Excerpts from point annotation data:
# # # # # # #
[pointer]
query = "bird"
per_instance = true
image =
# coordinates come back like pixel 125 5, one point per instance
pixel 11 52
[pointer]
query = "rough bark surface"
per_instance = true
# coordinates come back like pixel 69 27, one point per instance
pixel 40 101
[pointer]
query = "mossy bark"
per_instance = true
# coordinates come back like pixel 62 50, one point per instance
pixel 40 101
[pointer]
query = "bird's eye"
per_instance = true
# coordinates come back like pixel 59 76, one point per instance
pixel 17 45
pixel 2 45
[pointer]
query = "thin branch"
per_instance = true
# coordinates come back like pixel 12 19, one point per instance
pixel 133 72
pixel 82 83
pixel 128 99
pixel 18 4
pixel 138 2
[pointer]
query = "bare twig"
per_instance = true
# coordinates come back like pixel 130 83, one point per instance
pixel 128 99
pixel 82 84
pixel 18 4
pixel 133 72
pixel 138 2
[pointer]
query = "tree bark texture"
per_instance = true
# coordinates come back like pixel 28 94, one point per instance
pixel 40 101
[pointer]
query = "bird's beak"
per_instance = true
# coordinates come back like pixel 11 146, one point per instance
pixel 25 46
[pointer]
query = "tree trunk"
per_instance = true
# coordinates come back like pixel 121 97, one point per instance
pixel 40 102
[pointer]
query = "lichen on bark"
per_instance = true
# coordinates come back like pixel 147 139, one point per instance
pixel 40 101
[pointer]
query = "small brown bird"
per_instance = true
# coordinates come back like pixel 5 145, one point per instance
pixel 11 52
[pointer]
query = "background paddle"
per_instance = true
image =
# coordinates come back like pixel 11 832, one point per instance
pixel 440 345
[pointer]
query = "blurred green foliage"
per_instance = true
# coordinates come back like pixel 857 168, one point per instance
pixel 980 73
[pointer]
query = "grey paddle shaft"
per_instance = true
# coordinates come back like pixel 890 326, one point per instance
# # # # # # #
# [Directions]
Every entry must be retyped in full, exactly as given.

# [Task solution]
[pointer]
query = "bird"
per_instance = true
image =
# coordinates come back like pixel 125 5, one point per instance
pixel 11 52
[pointer]
query = "rough bark surface"
per_instance = true
# coordinates come back like pixel 69 27, one point per instance
pixel 40 101
[pointer]
query = "mossy bark"
per_instance = true
# coordinates come back like pixel 62 50, one point per instance
pixel 40 101
[pointer]
query = "bird's eye"
per_instance = true
# coordinates come back like pixel 59 76, one point per instance
pixel 17 45
pixel 2 45
[pointer]
query = "thin branch"
per_instance = true
# coordinates come back like pixel 12 19, one point per instance
pixel 133 72
pixel 82 83
pixel 128 99
pixel 18 4
pixel 138 2
[pointer]
query = "bare twig"
per_instance = true
# coordinates come back like pixel 130 83, one point per instance
pixel 128 99
pixel 82 84
pixel 18 4
pixel 133 72
pixel 138 2
[pointer]
query = "tree bark texture"
per_instance = true
# coordinates come back like pixel 28 94, one point per instance
pixel 40 101
[pointer]
query = "bird's beak"
per_instance = true
# coordinates come back like pixel 11 146, one point per instance
pixel 25 46
[pointer]
query = "tree trunk"
per_instance = true
# coordinates come back like pixel 121 97, one point per instance
pixel 40 102
[pointer]
query = "lichen on bark"
per_instance = true
# coordinates come back like pixel 147 139, one point per instance
pixel 40 101
[pointer]
query = "small brown bird"
per_instance = true
# coordinates come back like pixel 5 145, one point per instance
pixel 11 52
[pointer]
query = "background paddle"
per_instance = true
image =
# coordinates come back like pixel 11 832, one point per instance
pixel 440 345
[pointer]
query = "blurred green foliage"
per_instance = true
# coordinates come back like pixel 857 168, one point per instance
pixel 980 73
[pointer]
query = "grey paddle shaft"
per_instance = true
# coordinates come back like pixel 890 326, one point per instance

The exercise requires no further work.